#### Source excerpt:
╭──

Cash Flow from Investing Activities

There was no cash used by investing activities
during the three months ended March 31, 2025 and 2024.

Cash Flow from Financing Activities

During
the three months ended March 31, 2025, net cash provided by financing activities was $1,350 thousand,
which consists of proceeds received on the outstanding equity receivable at year-end.

Net cash provided by financing activities during
the year ended March 31, 2024 was approximately $2,436 thousand, which principally consists of net proceeds through the issuance
of common shares and warrants in our public offering.

Critical Accounting Policies and Estimates

Our discussion and analysis of our financial condition
and results of operations are based upon our consolidated financial statements, which have been prepared in accordance with GAAP. The
preparation of these consolidated financial statements requires us to make estimates and judgments that affect the reported amounts of
assets, liabilities, revenues and expenses. Significant estimates include those related to the valuation of goodwill impairment and intangible
assets, and equity-based compensation. These estimates are based on historical experience and assumptions believed to be reasonable under
current conditions. It’s important to note that actual results could differ from these estimates.

╰──

#### Written instruction 1:
Pull out every line of the records that contains the string "forest".
#### Written instruction 2:
Extend the excerpt on cash flows and accounting estimates past its last sentence, keeping its style.
The financial excerpt above has no connection to the records that come after it.

Items from a data source
╭──

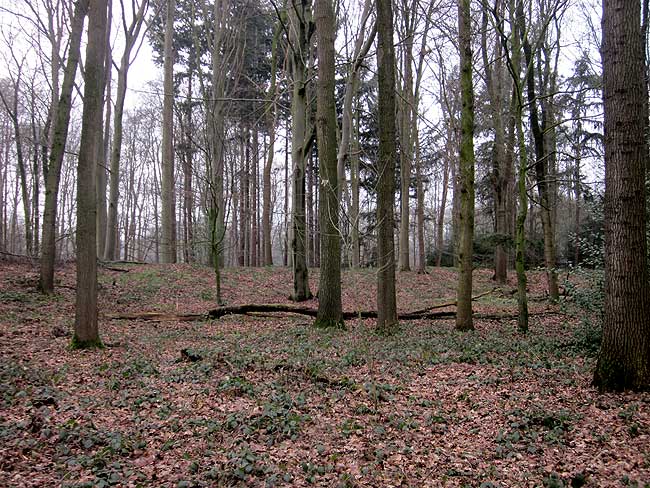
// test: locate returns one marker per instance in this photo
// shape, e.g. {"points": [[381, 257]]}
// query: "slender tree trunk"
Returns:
{"points": [[386, 297], [541, 162], [57, 151], [300, 19], [624, 359], [267, 220], [86, 332], [354, 185], [465, 248], [168, 244], [422, 258], [131, 35], [330, 312]]}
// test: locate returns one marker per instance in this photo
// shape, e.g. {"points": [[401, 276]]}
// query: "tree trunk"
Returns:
{"points": [[271, 121], [541, 159], [168, 244], [500, 176], [301, 135], [354, 186], [131, 35], [624, 359], [86, 332], [466, 171], [57, 150], [329, 289], [386, 297]]}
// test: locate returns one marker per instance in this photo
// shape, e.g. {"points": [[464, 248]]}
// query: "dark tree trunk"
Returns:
{"points": [[329, 289], [386, 297], [86, 332], [466, 171], [57, 151], [624, 360]]}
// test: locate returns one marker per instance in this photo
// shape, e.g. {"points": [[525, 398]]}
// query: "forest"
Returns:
{"points": [[324, 243]]}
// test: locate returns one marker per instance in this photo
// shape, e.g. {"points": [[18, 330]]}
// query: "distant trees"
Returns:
{"points": [[86, 332], [228, 162], [624, 359], [466, 171], [168, 217], [330, 310], [386, 297]]}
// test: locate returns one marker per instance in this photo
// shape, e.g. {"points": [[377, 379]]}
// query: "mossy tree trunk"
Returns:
{"points": [[168, 215], [329, 290], [466, 171], [300, 25], [86, 332], [386, 297], [57, 150], [624, 359]]}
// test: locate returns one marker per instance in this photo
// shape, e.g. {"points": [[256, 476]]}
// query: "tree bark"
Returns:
{"points": [[329, 289], [624, 359], [131, 35], [301, 141], [57, 150], [541, 159], [86, 332], [466, 171], [168, 239], [386, 297]]}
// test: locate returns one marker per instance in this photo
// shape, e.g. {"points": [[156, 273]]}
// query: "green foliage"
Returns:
{"points": [[77, 344], [278, 420], [237, 386], [528, 430]]}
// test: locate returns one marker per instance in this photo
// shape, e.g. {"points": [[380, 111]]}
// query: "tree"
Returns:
{"points": [[57, 149], [386, 297], [168, 240], [131, 33], [86, 332], [624, 359], [466, 239], [301, 139], [329, 289]]}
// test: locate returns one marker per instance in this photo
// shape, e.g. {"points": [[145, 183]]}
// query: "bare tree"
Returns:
{"points": [[168, 239], [131, 31], [624, 359], [86, 332], [386, 297], [330, 312]]}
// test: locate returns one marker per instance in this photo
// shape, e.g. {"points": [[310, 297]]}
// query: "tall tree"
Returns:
{"points": [[406, 106], [57, 149], [624, 359], [131, 33], [168, 239], [541, 154], [301, 27], [501, 164], [11, 105], [86, 332], [271, 117], [466, 171], [386, 297], [329, 289]]}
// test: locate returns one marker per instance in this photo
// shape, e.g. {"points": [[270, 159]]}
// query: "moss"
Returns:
{"points": [[322, 323], [388, 330], [77, 344]]}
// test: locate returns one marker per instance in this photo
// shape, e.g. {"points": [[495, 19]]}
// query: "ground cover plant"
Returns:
{"points": [[268, 400]]}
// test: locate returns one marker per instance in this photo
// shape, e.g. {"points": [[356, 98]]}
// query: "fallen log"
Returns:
{"points": [[251, 308]]}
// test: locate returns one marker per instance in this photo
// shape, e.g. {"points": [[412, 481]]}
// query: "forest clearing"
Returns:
{"points": [[269, 400]]}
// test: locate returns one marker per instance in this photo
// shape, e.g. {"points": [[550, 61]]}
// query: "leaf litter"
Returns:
{"points": [[270, 401]]}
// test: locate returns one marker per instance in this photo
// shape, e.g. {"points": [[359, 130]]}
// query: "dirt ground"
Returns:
{"points": [[267, 400]]}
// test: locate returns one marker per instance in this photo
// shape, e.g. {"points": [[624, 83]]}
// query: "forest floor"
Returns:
{"points": [[267, 400]]}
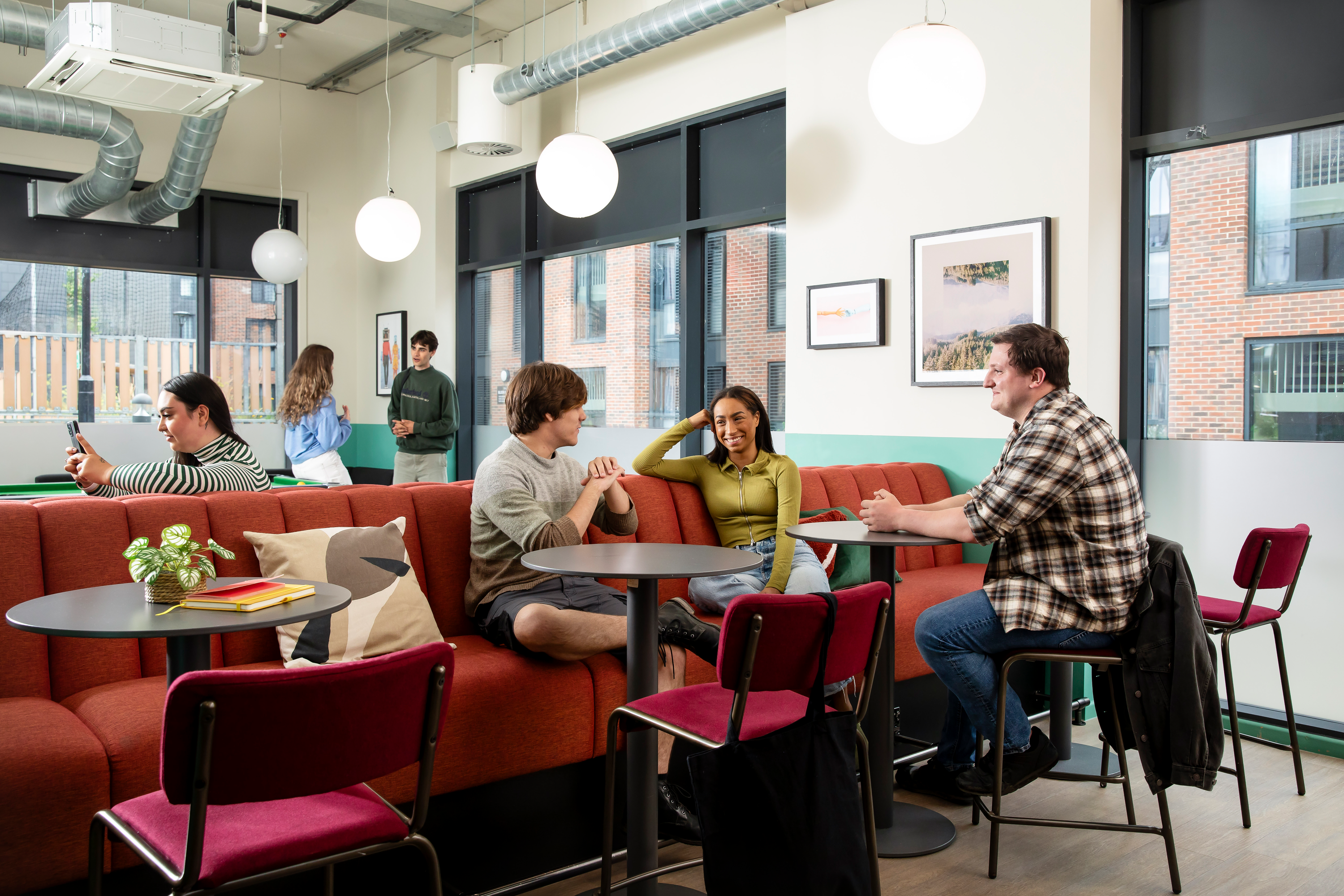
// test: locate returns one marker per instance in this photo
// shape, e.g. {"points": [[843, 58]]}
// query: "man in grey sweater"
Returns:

╰──

#### Exercise output 1:
// query: "forest"
// query: "forest clearing"
// query: "forest floor"

#### Exercise output 2:
Critical accounting policies are those that we
consider the most critical to understanding our financial condition and results of operations. The accounting policies we believe to be
most critical to understanding our financial condition and results of operations are discussed below. As of March 31, 2025, there
have been no significant changes to our critical accounting estimates nor to our recently issued accounting pronouncements, except as
described in Note 2 to our consolidated financial statements.

Equity-Based Compensation: We estimate
the fair value of stock options granted using the Black-Scholes option pricing model, which requires input of subjective assumptions.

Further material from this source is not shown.